Excerpt to read:
The most glaring omission from this book is a discussion on race, which is astounding as Canadian society becomes more racially aware and is having more discussions on how to address inequities. Sánchez-Flores, Matthew and McKinnon are the only authors to discuss the issue because they are authors of color; otherwise, readers are left to wonder whether any of the scholars even acquired racial data. One of the biggest problems with how race is addressed in most Western societies is the need to cling to the idea that if race is a social construct, ignoring it will eliminate problems and absolve municipalities of the role placed on race in creating those small cities. Canada is a country with land acknowledgments in honor of the previous Indigenous communities which inhabited certain areas. Segregation and urban renewal were such problems in Canada that Vancouver was recently awarded the Pierre L’Enfant International Planning Excellence Award for a plan that includes dismantling a highway that was explicitly installed for segregation. Smaller cities are usually full of highways, have fewer living wage employment opportunities, and are more intensely segregated based on the ease of “othering” people. Race is problematic regardless of the size of a municipality, and it is clear that the editors did not care to address the issue unless it was impossible to avoid.
The conclusion seems to indicate that different sorts of chapters preceded the conclusion, i.e. a much more socially descriptive accounting of the issues discussed. With the title of this book, it is clear that many people would initially be thrilled to read it because of the ecosystem of smaller cities that is truly variable from larger cities. However, the fishbowl approach to academics means that there is no intimacy, which is counterintuitive for a book about smaller cities. Academia has been considered the training ground because of the education society requires for leadership, and if academia teaches leaders to be socially removed and emotionally absent, then it is no wonder that cities of all sizes have become neoliberal. Everyone expects literature full of statistics and policy, but it was particularly disappointing in this case based on the topics in the table of contents. Four chapters of this book are useful and helpful, and if the editors are interested in future collaboration, they would do well to demonstrate that they actually engaged with the people whom they are discussing.

Data shown:
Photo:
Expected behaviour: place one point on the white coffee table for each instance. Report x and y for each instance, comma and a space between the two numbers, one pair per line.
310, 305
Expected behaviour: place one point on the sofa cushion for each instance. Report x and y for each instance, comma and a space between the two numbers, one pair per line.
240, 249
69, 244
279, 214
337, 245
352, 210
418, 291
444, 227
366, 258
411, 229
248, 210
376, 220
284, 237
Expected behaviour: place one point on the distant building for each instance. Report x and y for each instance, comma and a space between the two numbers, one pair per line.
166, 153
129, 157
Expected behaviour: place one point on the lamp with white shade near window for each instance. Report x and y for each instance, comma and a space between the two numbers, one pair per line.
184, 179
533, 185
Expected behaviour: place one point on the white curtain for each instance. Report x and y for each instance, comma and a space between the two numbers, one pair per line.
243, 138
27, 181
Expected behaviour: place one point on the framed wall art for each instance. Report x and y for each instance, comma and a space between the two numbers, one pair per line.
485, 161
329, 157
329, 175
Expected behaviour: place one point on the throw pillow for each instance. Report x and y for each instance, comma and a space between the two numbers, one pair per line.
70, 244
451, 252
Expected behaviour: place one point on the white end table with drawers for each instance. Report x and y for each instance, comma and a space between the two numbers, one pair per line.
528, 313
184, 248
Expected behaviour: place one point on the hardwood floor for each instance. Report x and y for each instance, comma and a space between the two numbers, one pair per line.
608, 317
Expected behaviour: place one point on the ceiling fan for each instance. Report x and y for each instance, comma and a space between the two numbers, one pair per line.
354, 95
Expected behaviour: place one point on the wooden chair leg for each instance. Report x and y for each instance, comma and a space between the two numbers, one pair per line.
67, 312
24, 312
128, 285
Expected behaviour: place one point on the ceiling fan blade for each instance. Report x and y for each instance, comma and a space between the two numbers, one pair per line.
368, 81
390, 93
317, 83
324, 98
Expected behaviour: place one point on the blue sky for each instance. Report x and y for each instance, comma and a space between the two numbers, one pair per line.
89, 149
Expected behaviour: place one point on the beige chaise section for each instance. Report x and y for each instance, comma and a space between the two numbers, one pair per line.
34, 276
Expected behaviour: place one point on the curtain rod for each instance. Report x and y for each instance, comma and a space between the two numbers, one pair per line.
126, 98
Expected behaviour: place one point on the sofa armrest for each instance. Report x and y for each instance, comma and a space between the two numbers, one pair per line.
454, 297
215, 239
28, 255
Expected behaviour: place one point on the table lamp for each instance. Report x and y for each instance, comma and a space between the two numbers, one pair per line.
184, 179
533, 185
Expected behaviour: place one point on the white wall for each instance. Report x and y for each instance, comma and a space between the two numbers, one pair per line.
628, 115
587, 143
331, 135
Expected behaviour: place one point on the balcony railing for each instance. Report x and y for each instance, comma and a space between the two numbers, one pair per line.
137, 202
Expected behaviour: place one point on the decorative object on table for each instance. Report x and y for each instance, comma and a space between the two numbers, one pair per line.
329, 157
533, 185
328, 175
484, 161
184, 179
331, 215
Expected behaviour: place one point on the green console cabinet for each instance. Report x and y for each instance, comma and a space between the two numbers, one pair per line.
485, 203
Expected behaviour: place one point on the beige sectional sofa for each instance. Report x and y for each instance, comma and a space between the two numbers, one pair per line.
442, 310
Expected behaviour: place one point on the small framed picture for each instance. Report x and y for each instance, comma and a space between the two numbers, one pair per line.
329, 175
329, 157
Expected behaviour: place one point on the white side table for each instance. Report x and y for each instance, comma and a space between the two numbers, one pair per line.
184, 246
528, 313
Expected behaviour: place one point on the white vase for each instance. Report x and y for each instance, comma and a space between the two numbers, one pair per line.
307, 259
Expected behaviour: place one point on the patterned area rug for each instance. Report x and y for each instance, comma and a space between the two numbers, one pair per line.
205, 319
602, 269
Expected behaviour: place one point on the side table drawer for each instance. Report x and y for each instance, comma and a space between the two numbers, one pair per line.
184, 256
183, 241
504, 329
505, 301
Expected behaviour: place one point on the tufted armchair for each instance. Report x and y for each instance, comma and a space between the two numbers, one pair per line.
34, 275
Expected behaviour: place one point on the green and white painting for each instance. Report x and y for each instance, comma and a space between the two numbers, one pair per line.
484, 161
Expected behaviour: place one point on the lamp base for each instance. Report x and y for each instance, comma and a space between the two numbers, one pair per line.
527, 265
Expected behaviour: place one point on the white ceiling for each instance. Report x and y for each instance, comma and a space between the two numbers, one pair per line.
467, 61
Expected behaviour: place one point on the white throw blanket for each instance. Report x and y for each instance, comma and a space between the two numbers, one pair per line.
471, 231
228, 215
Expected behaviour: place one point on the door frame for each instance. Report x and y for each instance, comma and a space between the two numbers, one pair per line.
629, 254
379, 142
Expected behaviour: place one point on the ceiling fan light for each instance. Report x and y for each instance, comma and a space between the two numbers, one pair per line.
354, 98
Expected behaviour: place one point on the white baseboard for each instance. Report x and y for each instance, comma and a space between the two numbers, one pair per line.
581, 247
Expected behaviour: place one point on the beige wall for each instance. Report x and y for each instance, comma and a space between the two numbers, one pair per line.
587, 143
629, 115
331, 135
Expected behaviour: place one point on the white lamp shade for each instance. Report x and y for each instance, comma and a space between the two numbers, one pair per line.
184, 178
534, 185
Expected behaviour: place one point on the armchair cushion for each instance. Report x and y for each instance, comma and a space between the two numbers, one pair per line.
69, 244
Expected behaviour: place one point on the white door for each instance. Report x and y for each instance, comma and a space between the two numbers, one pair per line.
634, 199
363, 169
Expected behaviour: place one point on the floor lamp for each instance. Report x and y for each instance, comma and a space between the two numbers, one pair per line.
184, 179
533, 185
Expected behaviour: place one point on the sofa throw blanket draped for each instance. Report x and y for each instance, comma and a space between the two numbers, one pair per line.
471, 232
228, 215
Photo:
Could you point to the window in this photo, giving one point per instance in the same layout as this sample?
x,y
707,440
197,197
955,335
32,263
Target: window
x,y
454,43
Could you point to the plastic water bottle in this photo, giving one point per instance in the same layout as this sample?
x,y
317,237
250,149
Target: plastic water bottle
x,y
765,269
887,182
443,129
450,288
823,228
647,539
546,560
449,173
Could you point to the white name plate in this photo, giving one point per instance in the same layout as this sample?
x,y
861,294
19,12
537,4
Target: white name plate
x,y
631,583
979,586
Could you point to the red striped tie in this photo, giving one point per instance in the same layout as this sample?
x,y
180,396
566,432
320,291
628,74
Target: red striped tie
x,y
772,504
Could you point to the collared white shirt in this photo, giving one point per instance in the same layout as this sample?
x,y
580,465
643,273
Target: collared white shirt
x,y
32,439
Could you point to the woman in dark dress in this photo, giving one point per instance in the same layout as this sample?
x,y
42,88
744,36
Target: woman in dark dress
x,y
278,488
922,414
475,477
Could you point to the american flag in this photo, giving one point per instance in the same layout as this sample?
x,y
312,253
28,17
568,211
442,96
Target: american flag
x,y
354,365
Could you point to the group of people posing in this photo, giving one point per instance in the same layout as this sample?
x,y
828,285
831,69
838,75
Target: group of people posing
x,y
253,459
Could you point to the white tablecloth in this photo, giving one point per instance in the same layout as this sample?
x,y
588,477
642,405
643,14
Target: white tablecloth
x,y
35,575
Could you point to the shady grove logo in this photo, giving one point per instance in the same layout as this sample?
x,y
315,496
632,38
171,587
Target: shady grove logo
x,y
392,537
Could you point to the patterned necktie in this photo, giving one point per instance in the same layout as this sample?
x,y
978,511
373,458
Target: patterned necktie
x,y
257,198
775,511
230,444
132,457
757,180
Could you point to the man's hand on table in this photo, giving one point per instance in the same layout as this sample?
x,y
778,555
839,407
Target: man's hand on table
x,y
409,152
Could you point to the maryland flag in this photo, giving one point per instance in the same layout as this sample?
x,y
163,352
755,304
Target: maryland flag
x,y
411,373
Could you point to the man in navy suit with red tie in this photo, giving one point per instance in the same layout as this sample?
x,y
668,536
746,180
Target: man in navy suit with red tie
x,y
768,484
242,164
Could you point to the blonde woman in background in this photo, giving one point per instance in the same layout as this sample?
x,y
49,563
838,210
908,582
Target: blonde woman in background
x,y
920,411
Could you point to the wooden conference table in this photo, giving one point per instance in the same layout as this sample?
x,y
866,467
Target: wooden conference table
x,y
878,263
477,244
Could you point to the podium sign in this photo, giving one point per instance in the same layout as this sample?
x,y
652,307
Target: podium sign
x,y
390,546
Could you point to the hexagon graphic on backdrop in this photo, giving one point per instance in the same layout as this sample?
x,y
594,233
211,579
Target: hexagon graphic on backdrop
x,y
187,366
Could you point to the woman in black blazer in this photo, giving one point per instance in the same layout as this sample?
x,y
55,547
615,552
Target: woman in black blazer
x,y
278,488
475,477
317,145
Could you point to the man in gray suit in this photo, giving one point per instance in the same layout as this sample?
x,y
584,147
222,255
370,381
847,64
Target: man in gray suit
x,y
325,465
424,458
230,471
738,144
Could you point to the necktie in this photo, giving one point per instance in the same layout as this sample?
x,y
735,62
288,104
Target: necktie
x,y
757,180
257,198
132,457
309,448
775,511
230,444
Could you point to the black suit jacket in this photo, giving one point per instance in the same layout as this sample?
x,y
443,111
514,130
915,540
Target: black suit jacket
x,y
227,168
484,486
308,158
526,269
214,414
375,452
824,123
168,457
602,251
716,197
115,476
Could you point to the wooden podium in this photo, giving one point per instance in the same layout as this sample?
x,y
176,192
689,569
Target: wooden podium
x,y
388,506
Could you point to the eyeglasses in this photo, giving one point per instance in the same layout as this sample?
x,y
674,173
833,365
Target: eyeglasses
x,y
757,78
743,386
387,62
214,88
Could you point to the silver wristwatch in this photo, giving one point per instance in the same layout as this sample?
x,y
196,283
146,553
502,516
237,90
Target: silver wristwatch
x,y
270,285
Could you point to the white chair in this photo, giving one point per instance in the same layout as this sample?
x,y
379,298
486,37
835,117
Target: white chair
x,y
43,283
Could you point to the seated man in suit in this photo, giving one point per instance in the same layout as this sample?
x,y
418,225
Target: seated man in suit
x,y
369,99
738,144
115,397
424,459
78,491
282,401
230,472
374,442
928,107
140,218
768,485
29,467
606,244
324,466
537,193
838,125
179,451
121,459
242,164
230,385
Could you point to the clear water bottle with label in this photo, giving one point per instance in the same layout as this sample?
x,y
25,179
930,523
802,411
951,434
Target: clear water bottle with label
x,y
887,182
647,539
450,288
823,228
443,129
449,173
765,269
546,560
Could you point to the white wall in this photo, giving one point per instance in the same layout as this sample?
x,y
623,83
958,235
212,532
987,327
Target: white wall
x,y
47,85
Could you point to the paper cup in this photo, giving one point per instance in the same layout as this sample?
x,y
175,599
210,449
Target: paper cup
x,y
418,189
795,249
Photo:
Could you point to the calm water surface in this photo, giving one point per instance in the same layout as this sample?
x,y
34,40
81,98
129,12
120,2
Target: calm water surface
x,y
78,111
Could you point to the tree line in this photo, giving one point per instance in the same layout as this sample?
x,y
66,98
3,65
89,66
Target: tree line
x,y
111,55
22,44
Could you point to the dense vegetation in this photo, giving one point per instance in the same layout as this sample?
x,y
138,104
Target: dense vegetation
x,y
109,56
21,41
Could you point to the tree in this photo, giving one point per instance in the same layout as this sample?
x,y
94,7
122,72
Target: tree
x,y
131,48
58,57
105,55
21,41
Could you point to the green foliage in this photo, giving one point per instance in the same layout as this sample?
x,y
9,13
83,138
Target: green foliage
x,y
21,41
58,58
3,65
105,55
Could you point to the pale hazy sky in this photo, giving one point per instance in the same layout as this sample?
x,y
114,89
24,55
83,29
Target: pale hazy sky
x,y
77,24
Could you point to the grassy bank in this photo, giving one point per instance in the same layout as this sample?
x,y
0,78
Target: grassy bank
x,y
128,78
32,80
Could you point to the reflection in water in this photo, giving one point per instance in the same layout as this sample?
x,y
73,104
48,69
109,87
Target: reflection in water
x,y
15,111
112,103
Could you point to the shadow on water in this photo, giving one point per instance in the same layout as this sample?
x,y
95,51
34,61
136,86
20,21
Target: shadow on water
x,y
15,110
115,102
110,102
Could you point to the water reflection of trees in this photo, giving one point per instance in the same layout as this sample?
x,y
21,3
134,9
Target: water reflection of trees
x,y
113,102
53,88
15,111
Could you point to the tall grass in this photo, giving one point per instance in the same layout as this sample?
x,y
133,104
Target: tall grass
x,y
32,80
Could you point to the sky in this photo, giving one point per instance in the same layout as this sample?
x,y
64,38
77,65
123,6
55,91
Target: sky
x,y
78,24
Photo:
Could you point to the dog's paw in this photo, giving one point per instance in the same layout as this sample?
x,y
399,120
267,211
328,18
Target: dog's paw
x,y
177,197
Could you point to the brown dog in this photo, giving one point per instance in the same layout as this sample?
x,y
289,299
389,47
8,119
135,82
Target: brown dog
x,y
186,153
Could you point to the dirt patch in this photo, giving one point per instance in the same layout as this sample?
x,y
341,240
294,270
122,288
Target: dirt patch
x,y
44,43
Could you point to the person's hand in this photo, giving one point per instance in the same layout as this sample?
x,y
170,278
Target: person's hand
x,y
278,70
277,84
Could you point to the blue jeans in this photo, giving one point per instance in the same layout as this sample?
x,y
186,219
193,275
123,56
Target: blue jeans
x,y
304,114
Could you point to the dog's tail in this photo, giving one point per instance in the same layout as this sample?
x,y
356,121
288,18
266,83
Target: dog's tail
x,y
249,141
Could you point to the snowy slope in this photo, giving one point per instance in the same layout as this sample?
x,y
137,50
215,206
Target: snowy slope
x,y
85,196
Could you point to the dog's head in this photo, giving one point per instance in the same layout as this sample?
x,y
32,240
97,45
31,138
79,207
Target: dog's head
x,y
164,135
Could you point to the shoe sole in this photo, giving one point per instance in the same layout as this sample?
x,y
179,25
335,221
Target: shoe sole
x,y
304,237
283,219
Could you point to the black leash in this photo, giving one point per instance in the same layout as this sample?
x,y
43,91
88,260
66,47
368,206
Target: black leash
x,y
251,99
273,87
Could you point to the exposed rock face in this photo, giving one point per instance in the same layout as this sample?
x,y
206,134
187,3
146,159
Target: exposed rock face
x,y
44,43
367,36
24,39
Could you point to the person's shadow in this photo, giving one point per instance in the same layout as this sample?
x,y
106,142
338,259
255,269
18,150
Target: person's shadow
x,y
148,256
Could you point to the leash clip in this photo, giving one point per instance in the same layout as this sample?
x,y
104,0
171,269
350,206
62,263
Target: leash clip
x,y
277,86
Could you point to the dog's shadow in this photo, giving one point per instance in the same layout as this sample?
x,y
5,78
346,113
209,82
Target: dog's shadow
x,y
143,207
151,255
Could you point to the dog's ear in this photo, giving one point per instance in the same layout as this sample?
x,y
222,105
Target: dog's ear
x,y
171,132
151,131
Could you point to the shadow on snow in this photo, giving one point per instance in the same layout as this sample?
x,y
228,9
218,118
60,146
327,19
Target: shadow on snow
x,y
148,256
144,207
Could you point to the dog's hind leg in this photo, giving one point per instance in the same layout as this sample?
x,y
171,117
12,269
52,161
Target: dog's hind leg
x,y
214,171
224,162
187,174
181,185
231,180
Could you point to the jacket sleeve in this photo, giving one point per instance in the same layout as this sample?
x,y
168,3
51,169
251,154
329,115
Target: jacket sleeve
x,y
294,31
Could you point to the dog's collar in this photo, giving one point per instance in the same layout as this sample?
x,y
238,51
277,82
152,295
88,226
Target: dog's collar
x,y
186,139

Required action:
In the book review, which award does Vancouver receive, and what does the winning plan include?

Exercise solution:
Vancouver received the Pierre L’Enfant International Planning Excellence Award for a plan that includes dismantling a highway that was explicitly installed for segregation.